------ TASK INPUTS

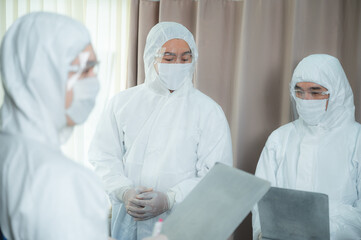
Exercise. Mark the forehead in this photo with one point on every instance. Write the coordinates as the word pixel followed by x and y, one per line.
pixel 308 85
pixel 175 45
pixel 92 56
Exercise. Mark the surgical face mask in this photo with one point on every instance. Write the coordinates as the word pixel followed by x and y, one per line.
pixel 174 75
pixel 84 95
pixel 311 111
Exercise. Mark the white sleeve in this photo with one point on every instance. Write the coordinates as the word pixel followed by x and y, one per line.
pixel 266 170
pixel 215 145
pixel 106 153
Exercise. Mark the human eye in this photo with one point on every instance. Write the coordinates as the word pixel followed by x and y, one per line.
pixel 316 94
pixel 299 93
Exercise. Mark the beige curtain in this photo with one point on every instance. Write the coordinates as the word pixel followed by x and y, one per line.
pixel 247 53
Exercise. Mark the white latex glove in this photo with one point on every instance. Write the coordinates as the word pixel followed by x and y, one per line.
pixel 159 237
pixel 130 194
pixel 148 205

------------

### [AIM]
Pull out every entry above word for word, keeping each line and point unchanged, and leave the pictures out.

### [FINAL ANSWER]
Exercise. Mark the forehead in this photo with one point on every instance. Write the coordinates as the word pixel followed by x and y, one per line.
pixel 308 85
pixel 175 45
pixel 92 56
Exercise. Mark the surgical face mask in this photo with one point on every instance. Write the coordinates as the word pixel followed by x and y, one per line.
pixel 174 75
pixel 84 95
pixel 311 111
Exercise. Mark the white sleeve in this photo with one point on every instance. Write the coordinates as the word pixel followed by x and y, one per line.
pixel 266 170
pixel 215 145
pixel 106 153
Exercise. Mark the human eye in this photo with one point on every instance. Write the coordinates as the word pixel followed by x and y, one per line.
pixel 316 94
pixel 299 93
Exercise. Mark the beige curtain in this photo with one point on every instance. Write the coordinates as the word pixel followed by x and y, one per line.
pixel 247 53
Exercise. Mark the white latex glove in this photo with one point on every instance. Write the coordinates as the word pixel followed by x and y, one per line.
pixel 159 237
pixel 130 194
pixel 148 205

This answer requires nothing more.